◆ Working data ◆
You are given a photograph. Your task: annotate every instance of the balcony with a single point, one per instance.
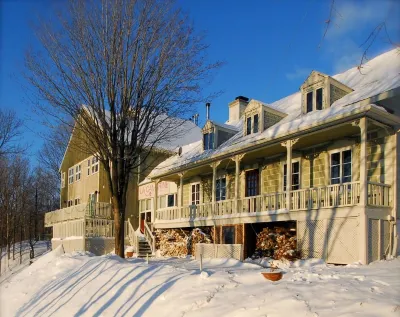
(97, 210)
(331, 196)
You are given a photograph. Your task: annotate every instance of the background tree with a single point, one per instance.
(138, 68)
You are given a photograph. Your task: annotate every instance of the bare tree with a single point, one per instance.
(10, 132)
(136, 65)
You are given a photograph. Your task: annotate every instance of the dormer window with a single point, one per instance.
(320, 91)
(208, 140)
(316, 104)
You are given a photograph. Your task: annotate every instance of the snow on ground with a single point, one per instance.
(12, 266)
(79, 284)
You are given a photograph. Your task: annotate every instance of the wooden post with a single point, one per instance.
(237, 158)
(289, 146)
(363, 218)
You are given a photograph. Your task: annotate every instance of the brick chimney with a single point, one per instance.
(236, 108)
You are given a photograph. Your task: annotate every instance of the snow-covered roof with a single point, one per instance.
(377, 76)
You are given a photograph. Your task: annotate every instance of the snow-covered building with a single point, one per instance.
(323, 162)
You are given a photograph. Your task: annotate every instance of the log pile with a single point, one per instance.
(179, 242)
(278, 243)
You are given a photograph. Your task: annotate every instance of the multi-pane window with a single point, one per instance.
(70, 175)
(220, 189)
(309, 101)
(170, 200)
(318, 100)
(341, 167)
(248, 126)
(62, 179)
(228, 234)
(295, 176)
(252, 124)
(252, 183)
(77, 172)
(208, 139)
(95, 165)
(89, 167)
(255, 123)
(195, 194)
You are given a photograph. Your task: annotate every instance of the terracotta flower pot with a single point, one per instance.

◆ Problem details ◆
Rewrite all of the items above as a numbered list, leaving out blank lines and any pictures.

◆ Full solution ◆
1. You are given a photograph. Your task: annotate every instance of the balcony with a single point, one per instance.
2. (97, 210)
3. (331, 196)
4. You are given a photograph. Your task: annotate every instance of the background tree with a single point, one per instance.
5. (138, 68)
6. You are given a photograph. Your task: annotate every instance of the bare tree with a single point, one per instance.
7. (10, 132)
8. (136, 65)
9. You are given a photograph. Your task: annotate every instance of the dormer window with a single point, one per instance.
10. (320, 91)
11. (208, 140)
12. (316, 104)
13. You are given a photograph. Your task: annotate every instance of the snow on ground with a single point, one per instance.
14. (12, 266)
15. (79, 284)
16. You are given a photograph. Your task: annotate every instance of the wooden post with a single point, one per instance.
17. (237, 158)
18. (289, 146)
19. (363, 218)
20. You are given a photograph. Your task: annotate every instance of the brick chimney with a single point, one per instance.
21. (236, 108)
22. You are given a photograph. Your task: annotate every instance of the snow-covered roof with a single point, one per instance.
23. (377, 76)
24. You are given a photograph. Your task: annotate every instance of the snow-covered building with a single point, one per instance.
25. (323, 162)
26. You are given a photograph. Your task: annotate every instance of the log pile with a single point, one per instance.
27. (179, 242)
28. (278, 243)
29. You are given a photograph. Your task: annotate every instance of the multi-pane window with a single point, one per instance.
30. (70, 175)
31. (220, 189)
32. (309, 101)
33. (170, 200)
34. (318, 100)
35. (341, 167)
36. (248, 126)
37. (62, 179)
38. (228, 234)
39. (295, 176)
40. (252, 124)
41. (252, 183)
42. (77, 172)
43. (208, 139)
44. (95, 165)
45. (89, 167)
46. (255, 123)
47. (195, 194)
48. You are given a photograph. Your task: annotate every instance of the terracotta flower pot with a single point, one per instance.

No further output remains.